◆ GIVEN INSTRUCTION
Copy every line of the material below word for word, with nothing left out or changed.

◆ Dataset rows
+ + + +
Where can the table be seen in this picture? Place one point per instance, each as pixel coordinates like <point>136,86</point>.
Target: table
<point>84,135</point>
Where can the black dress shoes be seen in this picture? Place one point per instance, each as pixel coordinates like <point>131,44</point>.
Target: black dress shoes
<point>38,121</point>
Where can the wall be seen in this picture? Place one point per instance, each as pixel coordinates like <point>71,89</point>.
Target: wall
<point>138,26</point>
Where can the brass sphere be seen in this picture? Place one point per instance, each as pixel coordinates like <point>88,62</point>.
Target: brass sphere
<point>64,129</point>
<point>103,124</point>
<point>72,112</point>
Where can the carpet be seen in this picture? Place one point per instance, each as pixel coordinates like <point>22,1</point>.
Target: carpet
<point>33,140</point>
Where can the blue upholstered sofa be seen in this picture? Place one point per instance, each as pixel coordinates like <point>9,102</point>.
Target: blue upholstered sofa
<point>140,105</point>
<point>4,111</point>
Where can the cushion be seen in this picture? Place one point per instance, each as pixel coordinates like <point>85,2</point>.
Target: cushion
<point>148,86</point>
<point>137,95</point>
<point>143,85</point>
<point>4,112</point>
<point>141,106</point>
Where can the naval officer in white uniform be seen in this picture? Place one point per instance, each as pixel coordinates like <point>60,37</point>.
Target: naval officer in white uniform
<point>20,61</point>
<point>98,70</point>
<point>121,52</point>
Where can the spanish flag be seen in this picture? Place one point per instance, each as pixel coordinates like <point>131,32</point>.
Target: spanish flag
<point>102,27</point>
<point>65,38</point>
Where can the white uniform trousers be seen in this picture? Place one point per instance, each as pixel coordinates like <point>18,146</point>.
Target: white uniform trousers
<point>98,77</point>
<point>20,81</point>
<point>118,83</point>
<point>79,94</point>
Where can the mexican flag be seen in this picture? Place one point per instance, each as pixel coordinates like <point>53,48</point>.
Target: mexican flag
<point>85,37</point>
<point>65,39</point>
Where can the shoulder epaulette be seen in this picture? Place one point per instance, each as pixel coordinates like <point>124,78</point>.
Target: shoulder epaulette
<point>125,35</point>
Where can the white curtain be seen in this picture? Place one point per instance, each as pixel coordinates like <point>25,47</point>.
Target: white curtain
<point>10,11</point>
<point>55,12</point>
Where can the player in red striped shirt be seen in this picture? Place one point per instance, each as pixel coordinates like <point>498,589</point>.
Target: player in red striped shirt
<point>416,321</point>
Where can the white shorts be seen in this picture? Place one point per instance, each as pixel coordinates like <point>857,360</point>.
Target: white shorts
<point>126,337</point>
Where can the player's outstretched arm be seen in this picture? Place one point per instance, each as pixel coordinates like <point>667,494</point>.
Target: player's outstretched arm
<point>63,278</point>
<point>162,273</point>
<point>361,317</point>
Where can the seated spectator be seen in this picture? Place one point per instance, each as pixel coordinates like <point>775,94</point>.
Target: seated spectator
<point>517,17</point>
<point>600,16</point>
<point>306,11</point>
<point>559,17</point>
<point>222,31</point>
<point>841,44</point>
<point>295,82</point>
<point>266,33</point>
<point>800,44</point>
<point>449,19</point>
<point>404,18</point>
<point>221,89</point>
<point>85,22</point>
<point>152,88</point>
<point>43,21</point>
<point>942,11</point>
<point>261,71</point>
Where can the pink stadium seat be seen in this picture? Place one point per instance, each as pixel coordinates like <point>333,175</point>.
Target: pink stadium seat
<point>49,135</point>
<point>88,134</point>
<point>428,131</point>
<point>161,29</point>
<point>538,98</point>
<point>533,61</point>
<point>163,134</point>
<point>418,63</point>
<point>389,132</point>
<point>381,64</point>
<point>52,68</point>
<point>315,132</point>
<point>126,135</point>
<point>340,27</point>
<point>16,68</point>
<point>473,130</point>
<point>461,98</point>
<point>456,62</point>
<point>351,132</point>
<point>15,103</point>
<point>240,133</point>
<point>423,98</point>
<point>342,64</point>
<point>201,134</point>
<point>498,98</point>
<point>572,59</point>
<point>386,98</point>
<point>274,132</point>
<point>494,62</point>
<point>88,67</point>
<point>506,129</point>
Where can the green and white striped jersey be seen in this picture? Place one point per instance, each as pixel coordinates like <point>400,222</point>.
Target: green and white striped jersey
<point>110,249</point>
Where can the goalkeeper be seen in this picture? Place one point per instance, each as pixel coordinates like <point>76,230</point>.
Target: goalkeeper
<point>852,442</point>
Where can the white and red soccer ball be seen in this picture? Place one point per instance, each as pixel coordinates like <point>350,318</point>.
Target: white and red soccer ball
+ + + +
◆ FINAL RESULT
Where can the table be seen in this picture? Place one point per instance, each as pixel coordinates like <point>136,86</point>.
Target: table
<point>84,135</point>
Where can the black dress shoes be seen in this picture? Place one point per instance, each as pixel coordinates like <point>131,44</point>.
Target: black dress shoes
<point>38,121</point>
Where can the wall be seen in this picture? Place one point per instance, each as pixel coordinates like <point>71,89</point>.
Target: wall
<point>138,26</point>
Where can the brass sphere be seen in this picture? Place one point per instance, each as pixel coordinates like <point>88,62</point>.
Target: brass sphere
<point>64,129</point>
<point>103,124</point>
<point>72,112</point>
Where can the carpet be seen in this picture? Place one point per instance, each as pixel coordinates like <point>22,1</point>.
Target: carpet
<point>33,140</point>
Where can the blue upholstered sofa be seen in this picture? Place one point per instance, each as pixel coordinates like <point>9,102</point>.
Target: blue upholstered sofa
<point>140,105</point>
<point>4,111</point>
Where can the cushion be seen in this picture? Place one point per instance, each as pixel coordinates like <point>85,2</point>.
Target: cushion
<point>148,86</point>
<point>137,95</point>
<point>143,85</point>
<point>4,112</point>
<point>141,106</point>
Where can the naval officer in white uniform be seen in this picture? Place one point per instance, each as pixel coordinates like <point>60,37</point>.
Target: naval officer in white uniform
<point>20,61</point>
<point>98,70</point>
<point>121,52</point>
Where can the spanish flag be seen in this picture? Place one point per instance, each as pixel coordinates like <point>131,32</point>.
Target: spanish flag
<point>102,27</point>
<point>65,38</point>
Where can the white uniform trousers be seen in this picture? Place one point per instance, each as pixel coordinates like <point>18,146</point>.
Target: white uniform trousers
<point>98,77</point>
<point>20,81</point>
<point>118,83</point>
<point>79,94</point>
Where can the mexican flag be seen in this picture? Place one point per instance, each as pixel coordinates like <point>53,48</point>.
Target: mexican flag
<point>85,37</point>
<point>65,39</point>
Where can the shoulder epaulette be seen in this picture? Place one point per instance, each as pixel coordinates like <point>124,78</point>.
Target: shoulder epaulette
<point>125,35</point>
Where can the white curtain be seen in this picture? Place one point per instance, each as pixel coordinates like <point>25,47</point>.
Target: white curtain
<point>10,11</point>
<point>55,12</point>
Where can the player in red striped shirt be seen in this picture? Place one point per instance, each as pixel coordinates like <point>498,589</point>.
Target: player in red striped shirt
<point>416,321</point>
Where can the white shorts be seen in this picture? Place one point per instance, each as pixel coordinates like <point>857,360</point>.
Target: white shorts
<point>126,337</point>
Where can the player's outstretched arm be seen in this picture? Place one point per instance, each as pixel coordinates like <point>667,494</point>.
Target: player's outstretched arm
<point>63,278</point>
<point>162,273</point>
<point>361,317</point>
Where can the seated spectator be seen in this picture? Place one point per instance, each as pixel coordinates like <point>775,94</point>.
Target: seated spectator
<point>517,17</point>
<point>600,16</point>
<point>306,11</point>
<point>559,17</point>
<point>222,31</point>
<point>841,44</point>
<point>295,82</point>
<point>266,33</point>
<point>800,44</point>
<point>449,19</point>
<point>404,18</point>
<point>221,89</point>
<point>85,22</point>
<point>152,88</point>
<point>43,21</point>
<point>942,11</point>
<point>261,71</point>
Where can the pink stadium seat be seen in this picture? Place one point per instance, each as pixel coordinates like <point>333,175</point>.
Target: pink stadium seat
<point>49,135</point>
<point>88,134</point>
<point>428,131</point>
<point>161,29</point>
<point>538,98</point>
<point>533,61</point>
<point>163,134</point>
<point>418,63</point>
<point>389,132</point>
<point>381,64</point>
<point>52,68</point>
<point>315,132</point>
<point>126,135</point>
<point>340,27</point>
<point>16,68</point>
<point>473,130</point>
<point>461,98</point>
<point>456,62</point>
<point>351,132</point>
<point>15,103</point>
<point>240,133</point>
<point>423,98</point>
<point>342,64</point>
<point>201,134</point>
<point>498,98</point>
<point>572,59</point>
<point>386,98</point>
<point>274,132</point>
<point>494,62</point>
<point>88,67</point>
<point>506,129</point>
Where can the green and white striped jersey be seen in this picture? Place one point per instance, each as pixel coordinates like <point>400,222</point>.
Target: green and white striped jersey
<point>110,249</point>
Where can the goalkeeper be seen in this picture? Place one point per instance, each as pixel coordinates like <point>76,230</point>.
Target: goalkeeper
<point>852,442</point>
Where can the white and red soccer ball be seen in this picture? Place one point per instance, each as pixel coordinates like <point>350,318</point>.
Target: white and red soccer ball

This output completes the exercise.